Records drawn from a dataset
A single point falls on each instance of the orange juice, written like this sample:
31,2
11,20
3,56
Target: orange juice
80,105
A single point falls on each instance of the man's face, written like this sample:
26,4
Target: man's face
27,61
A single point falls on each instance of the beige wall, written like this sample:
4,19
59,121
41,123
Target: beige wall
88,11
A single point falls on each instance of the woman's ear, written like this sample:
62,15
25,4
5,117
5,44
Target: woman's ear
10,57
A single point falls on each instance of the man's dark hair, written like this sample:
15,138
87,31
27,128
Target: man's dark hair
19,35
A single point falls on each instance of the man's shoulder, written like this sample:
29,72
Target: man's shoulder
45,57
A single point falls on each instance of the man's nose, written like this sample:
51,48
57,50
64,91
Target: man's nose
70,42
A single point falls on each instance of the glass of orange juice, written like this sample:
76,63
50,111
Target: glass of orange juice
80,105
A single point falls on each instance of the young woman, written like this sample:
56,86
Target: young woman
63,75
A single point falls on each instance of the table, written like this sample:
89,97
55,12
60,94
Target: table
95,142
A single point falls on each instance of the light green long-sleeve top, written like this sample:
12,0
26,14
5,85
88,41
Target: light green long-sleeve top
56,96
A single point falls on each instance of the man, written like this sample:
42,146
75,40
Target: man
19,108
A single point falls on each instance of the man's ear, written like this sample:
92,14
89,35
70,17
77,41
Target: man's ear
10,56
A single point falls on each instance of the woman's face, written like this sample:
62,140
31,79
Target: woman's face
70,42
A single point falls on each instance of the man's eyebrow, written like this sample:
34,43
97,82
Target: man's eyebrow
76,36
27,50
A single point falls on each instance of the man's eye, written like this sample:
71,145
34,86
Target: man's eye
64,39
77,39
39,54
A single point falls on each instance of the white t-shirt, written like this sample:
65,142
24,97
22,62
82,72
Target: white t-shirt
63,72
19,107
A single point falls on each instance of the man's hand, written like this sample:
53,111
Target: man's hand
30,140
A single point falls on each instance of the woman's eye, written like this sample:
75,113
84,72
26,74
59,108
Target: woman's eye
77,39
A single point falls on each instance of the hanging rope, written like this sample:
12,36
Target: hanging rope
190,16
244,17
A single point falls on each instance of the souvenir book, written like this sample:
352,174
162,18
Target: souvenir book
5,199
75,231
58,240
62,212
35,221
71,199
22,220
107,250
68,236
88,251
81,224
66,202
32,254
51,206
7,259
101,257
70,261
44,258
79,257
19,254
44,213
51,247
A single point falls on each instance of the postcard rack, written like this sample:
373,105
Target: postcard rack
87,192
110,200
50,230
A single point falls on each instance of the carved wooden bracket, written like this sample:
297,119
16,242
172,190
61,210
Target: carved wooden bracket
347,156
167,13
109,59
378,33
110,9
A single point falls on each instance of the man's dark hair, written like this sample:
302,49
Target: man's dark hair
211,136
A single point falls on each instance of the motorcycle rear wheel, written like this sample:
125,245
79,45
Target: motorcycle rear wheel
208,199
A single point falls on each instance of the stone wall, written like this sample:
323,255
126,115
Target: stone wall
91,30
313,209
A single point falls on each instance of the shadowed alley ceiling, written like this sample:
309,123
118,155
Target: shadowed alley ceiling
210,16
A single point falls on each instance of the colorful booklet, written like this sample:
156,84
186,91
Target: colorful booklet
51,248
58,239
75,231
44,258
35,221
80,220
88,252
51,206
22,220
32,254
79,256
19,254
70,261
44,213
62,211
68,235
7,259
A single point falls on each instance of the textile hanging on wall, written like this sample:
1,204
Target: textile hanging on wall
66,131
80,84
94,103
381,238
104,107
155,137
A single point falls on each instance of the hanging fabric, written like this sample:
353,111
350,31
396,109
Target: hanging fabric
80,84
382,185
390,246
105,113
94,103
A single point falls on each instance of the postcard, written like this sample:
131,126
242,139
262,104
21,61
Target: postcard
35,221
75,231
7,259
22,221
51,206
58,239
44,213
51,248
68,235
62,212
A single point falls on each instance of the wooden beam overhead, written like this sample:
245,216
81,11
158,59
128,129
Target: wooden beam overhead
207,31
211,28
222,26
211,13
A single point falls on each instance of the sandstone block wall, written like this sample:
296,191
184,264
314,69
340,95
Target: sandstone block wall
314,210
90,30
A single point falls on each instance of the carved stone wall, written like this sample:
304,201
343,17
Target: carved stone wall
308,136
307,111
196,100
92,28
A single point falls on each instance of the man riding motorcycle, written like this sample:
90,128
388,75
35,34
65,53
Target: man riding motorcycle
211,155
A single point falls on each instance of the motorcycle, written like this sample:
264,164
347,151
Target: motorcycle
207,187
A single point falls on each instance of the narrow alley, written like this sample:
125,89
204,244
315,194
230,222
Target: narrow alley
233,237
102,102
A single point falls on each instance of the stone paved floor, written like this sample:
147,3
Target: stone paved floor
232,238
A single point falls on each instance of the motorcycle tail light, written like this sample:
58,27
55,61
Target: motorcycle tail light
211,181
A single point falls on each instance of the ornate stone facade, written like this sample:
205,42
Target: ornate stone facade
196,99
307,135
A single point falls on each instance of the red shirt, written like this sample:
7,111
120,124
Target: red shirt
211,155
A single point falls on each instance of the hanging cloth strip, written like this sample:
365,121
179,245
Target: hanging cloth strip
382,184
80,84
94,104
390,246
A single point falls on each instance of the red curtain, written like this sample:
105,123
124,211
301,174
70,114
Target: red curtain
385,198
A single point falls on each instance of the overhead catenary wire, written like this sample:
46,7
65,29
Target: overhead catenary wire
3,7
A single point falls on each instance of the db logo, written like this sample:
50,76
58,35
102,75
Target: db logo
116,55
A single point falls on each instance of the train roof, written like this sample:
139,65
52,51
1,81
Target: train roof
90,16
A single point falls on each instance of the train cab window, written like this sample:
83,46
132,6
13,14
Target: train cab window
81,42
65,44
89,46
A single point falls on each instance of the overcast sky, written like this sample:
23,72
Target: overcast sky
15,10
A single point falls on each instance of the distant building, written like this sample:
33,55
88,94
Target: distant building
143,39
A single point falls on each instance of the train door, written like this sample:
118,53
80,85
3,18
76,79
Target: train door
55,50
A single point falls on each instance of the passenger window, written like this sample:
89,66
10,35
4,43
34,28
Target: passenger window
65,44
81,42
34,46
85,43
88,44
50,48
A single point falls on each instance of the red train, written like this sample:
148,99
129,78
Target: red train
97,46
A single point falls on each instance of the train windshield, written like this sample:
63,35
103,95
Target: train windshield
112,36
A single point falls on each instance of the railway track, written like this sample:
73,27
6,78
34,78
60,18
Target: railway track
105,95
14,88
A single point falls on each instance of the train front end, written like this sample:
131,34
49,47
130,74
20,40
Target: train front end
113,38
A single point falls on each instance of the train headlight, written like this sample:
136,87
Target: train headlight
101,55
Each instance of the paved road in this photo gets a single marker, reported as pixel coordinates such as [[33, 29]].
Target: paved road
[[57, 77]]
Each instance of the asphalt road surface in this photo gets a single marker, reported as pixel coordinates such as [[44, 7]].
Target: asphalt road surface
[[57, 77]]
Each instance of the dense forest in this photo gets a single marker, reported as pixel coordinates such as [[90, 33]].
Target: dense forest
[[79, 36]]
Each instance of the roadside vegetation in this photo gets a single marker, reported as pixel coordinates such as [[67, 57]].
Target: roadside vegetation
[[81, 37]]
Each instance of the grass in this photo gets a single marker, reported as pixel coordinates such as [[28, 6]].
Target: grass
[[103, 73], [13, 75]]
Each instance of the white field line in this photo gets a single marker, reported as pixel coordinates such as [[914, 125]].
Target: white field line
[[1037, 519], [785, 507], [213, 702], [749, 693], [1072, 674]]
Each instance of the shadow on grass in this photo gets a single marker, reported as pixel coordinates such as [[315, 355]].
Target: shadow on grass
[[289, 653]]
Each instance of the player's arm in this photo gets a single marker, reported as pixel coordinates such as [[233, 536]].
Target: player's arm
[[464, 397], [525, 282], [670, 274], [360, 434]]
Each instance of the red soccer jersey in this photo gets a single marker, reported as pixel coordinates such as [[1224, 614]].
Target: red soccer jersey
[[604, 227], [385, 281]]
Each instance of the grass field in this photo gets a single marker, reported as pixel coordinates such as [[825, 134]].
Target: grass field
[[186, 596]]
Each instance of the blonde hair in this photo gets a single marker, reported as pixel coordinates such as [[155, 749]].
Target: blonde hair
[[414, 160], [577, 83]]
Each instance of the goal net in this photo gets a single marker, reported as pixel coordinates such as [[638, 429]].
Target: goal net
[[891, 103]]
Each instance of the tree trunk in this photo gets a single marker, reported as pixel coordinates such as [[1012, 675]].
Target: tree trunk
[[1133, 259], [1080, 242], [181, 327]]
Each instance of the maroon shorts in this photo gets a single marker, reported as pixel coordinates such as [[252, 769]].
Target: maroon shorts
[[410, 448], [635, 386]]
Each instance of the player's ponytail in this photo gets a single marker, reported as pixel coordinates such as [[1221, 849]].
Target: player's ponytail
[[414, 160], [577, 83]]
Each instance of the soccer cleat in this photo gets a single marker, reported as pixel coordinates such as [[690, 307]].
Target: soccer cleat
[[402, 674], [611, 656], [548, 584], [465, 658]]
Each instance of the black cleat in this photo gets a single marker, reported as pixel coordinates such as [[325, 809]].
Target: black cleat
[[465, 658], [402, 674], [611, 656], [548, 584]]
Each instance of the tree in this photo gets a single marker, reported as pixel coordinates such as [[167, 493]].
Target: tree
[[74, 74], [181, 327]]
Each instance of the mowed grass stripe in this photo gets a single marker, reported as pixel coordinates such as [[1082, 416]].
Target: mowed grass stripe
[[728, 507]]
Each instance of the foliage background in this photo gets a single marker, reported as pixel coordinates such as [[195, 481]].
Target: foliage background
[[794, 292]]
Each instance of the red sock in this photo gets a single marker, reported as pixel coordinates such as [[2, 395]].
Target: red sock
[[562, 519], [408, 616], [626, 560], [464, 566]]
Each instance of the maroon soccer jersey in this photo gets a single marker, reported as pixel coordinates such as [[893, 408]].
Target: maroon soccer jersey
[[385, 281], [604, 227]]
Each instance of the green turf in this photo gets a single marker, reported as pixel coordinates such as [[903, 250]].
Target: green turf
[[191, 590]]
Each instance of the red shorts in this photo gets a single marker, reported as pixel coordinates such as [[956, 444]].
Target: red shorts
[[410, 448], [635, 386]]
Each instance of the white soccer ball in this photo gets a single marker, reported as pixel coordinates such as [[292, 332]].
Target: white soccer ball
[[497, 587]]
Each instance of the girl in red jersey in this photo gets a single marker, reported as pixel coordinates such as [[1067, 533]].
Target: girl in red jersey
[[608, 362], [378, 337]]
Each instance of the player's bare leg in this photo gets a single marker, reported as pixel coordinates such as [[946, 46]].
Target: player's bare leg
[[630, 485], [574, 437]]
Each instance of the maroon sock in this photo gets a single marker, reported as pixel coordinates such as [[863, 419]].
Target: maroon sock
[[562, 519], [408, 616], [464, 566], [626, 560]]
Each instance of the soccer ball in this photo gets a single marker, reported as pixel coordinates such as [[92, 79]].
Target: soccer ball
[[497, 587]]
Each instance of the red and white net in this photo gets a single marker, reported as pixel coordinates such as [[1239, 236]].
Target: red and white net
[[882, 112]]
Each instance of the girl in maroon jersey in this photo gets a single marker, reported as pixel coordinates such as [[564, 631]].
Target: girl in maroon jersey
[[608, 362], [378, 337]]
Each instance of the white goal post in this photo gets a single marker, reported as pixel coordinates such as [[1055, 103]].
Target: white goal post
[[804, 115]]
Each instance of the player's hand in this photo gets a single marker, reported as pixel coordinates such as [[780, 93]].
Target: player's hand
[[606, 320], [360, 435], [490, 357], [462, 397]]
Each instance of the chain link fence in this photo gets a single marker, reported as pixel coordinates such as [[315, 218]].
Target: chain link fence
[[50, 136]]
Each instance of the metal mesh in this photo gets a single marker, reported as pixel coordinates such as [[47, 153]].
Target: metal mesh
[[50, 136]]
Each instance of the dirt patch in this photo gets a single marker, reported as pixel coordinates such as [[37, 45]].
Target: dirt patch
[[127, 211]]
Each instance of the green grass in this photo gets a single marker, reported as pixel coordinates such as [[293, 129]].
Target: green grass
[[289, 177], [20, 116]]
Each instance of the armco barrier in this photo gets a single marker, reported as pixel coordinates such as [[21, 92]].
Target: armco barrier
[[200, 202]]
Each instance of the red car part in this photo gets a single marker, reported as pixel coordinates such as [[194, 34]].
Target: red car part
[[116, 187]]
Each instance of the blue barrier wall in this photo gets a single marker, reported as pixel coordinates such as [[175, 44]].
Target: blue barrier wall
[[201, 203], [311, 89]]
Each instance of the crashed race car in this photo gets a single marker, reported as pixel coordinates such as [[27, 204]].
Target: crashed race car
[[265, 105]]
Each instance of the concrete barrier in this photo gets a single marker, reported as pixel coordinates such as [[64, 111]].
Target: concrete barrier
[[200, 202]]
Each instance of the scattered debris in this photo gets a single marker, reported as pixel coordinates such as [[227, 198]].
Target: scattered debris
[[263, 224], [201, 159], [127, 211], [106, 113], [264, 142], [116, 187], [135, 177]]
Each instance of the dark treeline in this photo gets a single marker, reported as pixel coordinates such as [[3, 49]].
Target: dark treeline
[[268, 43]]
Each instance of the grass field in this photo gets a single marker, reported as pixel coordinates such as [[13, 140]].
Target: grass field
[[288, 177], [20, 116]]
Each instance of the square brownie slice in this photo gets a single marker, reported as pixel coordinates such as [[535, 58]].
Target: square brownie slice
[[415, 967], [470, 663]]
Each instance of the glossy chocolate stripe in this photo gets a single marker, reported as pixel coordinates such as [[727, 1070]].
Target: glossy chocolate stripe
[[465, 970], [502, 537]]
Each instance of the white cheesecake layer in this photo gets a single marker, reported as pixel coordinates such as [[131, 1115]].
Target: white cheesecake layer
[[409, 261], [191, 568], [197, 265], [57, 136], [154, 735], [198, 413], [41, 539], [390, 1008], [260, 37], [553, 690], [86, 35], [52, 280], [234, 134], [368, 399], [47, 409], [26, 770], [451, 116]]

**Instructions to follow**
In the data above, find the line that contains "Target: dark treeline" and the line that contains "Each instance of the white cheesecake". Repeat exactly those lines and every line between them, and only those.

**Exercise result**
Target: dark treeline
[[268, 43]]
Each instance of the grass field in this photo gets a single marker, reported as pixel coordinates such as [[13, 140]].
Target: grass field
[[288, 177], [20, 116]]
Each instance of the square brownie slice in this photo gets a single marker, reported as pixel coordinates such as [[535, 58]].
Target: square brownie slice
[[415, 967], [470, 663]]
Each instance of the glossy chocolate stripe in this photo gets a single marker, reported as pixel coordinates such as [[727, 1070]].
Target: glossy chocolate stripe
[[465, 970], [502, 537]]
Each instance of the white cheesecake layer in this photo gets a single marker, reported as pixel coordinates such as [[131, 1115]].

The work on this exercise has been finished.